Tareas a realizar:
(A) Extrae del texto sobre la migración venezolana, sin cambiar nada, el fragmento que empieza con "En palabras de" y sigue hasta "los últimos años.".
(B) Sigue escribiendo el texto sobre la migración venezolana a partir de su última oración.

Texto:
^^^^^^^^
En palabras de Joel Millman, portavoz de la Organización Internacional de las Migraciones, se trata de "una de las mayores crisis migratorias" de los últimos años.
El gobierno venezolano, sin embargo,niega tal crisis.
Su presidente, Nicolás Maduro, afirma que son más los que llegan que los que se van y que estos lo hacen "engañados" por "una campaña permanente de los medios de comunicación".
Maduro anunció recientemente la puesta en marcha del Plan Vuelta a la Patria, con el que, dijo, se facilitará el regreso a quienes opten por retornar.
Según los datos oficiales, más de 1.600 personas lo han hecho ya desde países como Brasil, Ecuador o Perú, gracias a la ayuda oficial.
Un número indeterminado también lo ha hecho por sus propios medios.
En medio del baile de cifras, BBC Mundo conversó con algunos de los que decidieron volver y lo hicieron por su cuenta.
Estas son sus historias.
^^^^^^^^
Entradas para identificar ubicaciones:
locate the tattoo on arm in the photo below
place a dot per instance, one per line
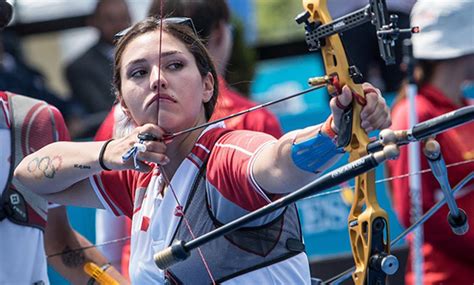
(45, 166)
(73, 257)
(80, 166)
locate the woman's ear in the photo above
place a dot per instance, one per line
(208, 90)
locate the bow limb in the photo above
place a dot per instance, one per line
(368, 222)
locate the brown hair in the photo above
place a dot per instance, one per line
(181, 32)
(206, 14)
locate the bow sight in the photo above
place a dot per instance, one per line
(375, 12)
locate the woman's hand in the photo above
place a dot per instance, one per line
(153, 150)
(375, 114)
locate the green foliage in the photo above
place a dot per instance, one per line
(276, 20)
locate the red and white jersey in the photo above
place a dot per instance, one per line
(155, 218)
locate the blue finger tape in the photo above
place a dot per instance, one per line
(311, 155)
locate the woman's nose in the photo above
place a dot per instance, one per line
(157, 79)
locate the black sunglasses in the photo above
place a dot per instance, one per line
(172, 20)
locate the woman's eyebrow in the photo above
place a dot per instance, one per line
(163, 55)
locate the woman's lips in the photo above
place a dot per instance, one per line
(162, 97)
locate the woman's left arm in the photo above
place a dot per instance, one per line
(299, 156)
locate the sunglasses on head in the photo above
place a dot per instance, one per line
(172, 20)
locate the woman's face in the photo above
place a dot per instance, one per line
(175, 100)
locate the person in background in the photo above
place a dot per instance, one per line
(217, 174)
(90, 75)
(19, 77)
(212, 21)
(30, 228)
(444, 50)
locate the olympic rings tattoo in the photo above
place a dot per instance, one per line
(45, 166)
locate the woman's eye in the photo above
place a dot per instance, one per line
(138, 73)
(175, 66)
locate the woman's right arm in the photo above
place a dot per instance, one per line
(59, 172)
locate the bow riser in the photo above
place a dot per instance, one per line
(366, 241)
^^^^^^^^
Respuestas:
(A)
En palabras de Joel Millman, portavoz de la Organización Internacional de las Migraciones, se trata de "una de las mayores crisis migratorias" de los últimos años.

(B)
Cuando concluyó sus estudios de Comunicación Social, Mayerlin Perdomo tomó la misma decisión que muchos otros jóvenes venezolanos recién graduados: buscaría en otro país las oportunidades que en el suyo no encontraba.
Criada en el 23 de enero, un barrio de gente humilde y trabajadora cercano al palacio de Miraflores, se acostumbró desde niña a que las cosas no fueran fáciles.
Tampoco lo fue el paso que dio.
"Quería ver si tenía suerte y podía formar una familia, algo que la gente de mi edad ve imposible en este momento en Venezuela", le dice a BBC Mundo.
Cumplidos los 27, ya de vuelta en Caracas, recuerda un viaje que la llevó a Argentina y a Chile y en el que, según cuenta, lo pasó mal.
En mayo de 2017, animada por su madre y la situación de un país inmerso en una violenta ola de protestas contra el gobierno de Nicolás Maduro, invirtió sus ahorros en un billete de avión a Buenos Aires.
Las cosas se torcieron desde el principio.
La aerolínea estatal venezolana, Conviasa, perdió su equipaje y Mayerlin llegó a Argentina solo con lo puesto.
"Me vi de repente en un país extraño en pleno invierno, sin ropa ni útiles de aseo", recuerda.
Sin dinero para ropa nueva, vivió sus primeras semanas pendiente de las noticias de la compañía sobre sus maletas.
Nunca aparecieron y tuvo que ponerse la misma ropa un día tras otro.
Pese a todo, pronto consiguió un empleo como vendedora en una tienda de accesorios para mujer.
"Como no tenía papeles, me pagaban por debajo del salario mínimo, unos US$200 al mes", relata.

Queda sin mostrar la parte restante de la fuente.